* What to do:
Look through the data and write out every line with the word "green" in it.

* Supplied records:
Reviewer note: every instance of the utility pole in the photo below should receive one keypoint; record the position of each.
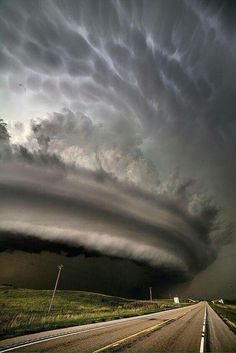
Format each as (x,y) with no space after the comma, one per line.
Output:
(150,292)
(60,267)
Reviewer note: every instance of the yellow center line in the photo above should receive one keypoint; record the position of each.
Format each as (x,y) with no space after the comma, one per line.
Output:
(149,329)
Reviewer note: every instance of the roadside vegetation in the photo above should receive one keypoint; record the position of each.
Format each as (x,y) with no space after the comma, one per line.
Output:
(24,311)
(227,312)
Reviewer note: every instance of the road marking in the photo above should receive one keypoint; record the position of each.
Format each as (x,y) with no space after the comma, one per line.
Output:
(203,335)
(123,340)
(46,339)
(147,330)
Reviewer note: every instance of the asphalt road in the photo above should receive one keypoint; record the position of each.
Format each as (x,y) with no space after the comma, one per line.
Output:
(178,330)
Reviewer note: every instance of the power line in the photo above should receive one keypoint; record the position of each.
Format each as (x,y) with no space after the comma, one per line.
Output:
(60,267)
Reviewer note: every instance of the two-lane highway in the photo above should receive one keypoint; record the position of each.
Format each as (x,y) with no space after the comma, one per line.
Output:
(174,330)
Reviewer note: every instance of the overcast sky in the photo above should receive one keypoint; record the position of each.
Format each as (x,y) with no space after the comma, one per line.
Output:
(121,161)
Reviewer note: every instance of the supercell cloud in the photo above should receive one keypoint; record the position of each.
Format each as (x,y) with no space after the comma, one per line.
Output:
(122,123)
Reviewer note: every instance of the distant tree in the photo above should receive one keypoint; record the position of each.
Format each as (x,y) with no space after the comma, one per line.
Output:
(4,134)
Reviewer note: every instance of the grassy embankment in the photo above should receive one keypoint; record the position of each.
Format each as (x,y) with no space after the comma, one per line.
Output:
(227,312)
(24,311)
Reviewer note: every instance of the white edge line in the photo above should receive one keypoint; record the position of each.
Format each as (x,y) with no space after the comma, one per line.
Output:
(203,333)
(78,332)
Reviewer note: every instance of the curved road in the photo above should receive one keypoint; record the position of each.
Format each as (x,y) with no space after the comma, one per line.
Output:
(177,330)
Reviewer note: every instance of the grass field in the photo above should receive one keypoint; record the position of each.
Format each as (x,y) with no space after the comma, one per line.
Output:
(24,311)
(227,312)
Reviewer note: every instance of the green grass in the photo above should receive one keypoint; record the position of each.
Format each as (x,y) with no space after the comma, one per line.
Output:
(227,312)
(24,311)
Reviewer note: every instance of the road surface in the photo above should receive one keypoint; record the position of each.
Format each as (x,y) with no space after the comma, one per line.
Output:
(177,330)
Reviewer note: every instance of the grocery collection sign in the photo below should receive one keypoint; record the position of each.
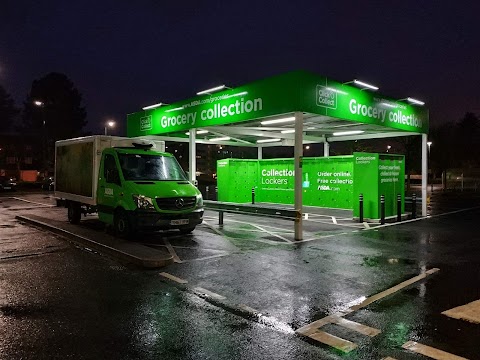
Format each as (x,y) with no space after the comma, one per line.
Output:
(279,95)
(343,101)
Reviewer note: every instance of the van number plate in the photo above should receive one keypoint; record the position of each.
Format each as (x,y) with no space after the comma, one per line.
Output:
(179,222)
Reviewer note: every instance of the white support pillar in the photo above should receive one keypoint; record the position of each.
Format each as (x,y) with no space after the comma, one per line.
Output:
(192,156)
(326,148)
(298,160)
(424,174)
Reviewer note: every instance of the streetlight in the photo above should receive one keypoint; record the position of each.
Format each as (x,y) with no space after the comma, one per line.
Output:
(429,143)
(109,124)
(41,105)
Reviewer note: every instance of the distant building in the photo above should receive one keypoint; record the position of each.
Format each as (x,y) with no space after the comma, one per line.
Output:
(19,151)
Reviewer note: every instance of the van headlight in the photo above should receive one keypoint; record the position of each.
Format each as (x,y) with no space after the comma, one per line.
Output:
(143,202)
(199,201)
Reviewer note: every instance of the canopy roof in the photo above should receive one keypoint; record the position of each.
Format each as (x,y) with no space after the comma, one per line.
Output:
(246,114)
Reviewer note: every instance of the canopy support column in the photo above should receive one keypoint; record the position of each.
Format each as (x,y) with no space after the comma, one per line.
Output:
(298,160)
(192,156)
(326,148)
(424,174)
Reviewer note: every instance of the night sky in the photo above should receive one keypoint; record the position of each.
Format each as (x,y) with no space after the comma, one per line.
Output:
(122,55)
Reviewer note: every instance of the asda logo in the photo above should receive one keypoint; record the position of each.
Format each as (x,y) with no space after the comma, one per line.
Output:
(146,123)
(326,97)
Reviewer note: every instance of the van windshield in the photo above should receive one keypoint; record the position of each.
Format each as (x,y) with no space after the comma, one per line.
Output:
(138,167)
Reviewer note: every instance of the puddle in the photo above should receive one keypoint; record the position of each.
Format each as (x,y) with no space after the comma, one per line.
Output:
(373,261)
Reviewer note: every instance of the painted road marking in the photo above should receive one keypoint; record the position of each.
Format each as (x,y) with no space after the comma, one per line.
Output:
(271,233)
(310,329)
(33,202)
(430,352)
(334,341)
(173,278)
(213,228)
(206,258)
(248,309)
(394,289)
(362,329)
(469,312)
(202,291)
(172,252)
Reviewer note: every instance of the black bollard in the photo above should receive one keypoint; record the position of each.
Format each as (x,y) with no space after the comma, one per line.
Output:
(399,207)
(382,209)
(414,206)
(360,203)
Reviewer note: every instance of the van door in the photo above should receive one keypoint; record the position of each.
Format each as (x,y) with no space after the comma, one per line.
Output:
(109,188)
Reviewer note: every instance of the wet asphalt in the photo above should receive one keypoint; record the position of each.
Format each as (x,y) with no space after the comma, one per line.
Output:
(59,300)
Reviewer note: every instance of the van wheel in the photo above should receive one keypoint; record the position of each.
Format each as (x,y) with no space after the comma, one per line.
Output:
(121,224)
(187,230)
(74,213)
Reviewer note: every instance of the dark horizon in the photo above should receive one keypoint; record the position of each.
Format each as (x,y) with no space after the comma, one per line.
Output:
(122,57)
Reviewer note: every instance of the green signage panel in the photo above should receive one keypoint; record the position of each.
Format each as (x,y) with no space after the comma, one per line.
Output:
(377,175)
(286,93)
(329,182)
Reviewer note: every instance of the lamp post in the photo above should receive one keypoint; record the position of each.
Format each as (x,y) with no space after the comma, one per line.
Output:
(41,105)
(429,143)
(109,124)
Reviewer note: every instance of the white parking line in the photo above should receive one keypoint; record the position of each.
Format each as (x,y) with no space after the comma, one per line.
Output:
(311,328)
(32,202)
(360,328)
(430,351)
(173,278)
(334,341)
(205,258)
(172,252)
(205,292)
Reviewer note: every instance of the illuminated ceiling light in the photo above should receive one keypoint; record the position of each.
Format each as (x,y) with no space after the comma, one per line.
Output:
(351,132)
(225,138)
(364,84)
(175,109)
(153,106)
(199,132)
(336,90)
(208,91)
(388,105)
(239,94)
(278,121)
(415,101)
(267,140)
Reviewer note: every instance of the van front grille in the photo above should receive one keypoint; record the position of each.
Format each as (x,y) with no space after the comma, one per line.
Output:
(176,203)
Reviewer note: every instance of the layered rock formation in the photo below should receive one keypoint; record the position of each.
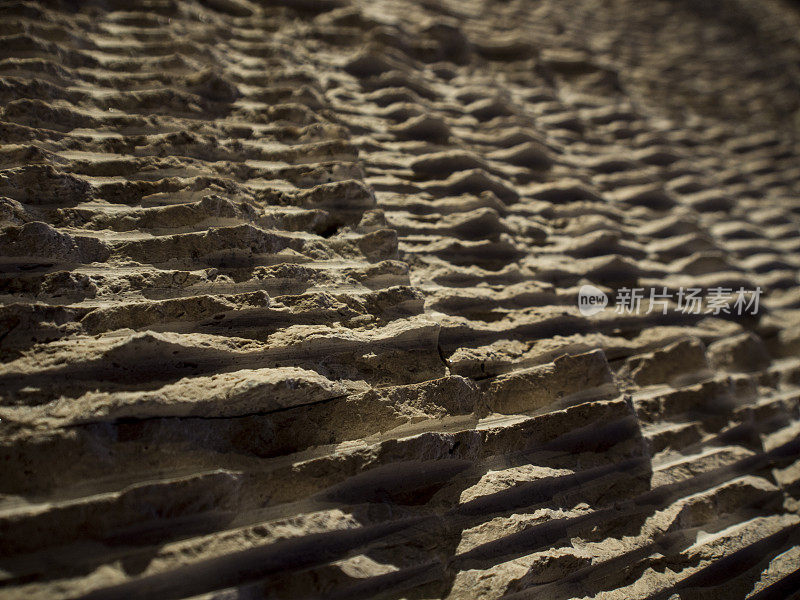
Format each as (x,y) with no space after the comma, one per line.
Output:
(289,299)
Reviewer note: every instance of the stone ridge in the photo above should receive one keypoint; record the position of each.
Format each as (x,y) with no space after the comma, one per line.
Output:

* Exercise solution:
Reviewer note: every instance of the green grass in the photo above should receive one keypoint; record the position of each.
Reviewer note: every instance of the green signage panel in the photo above should receive one keypoint; record the position of each.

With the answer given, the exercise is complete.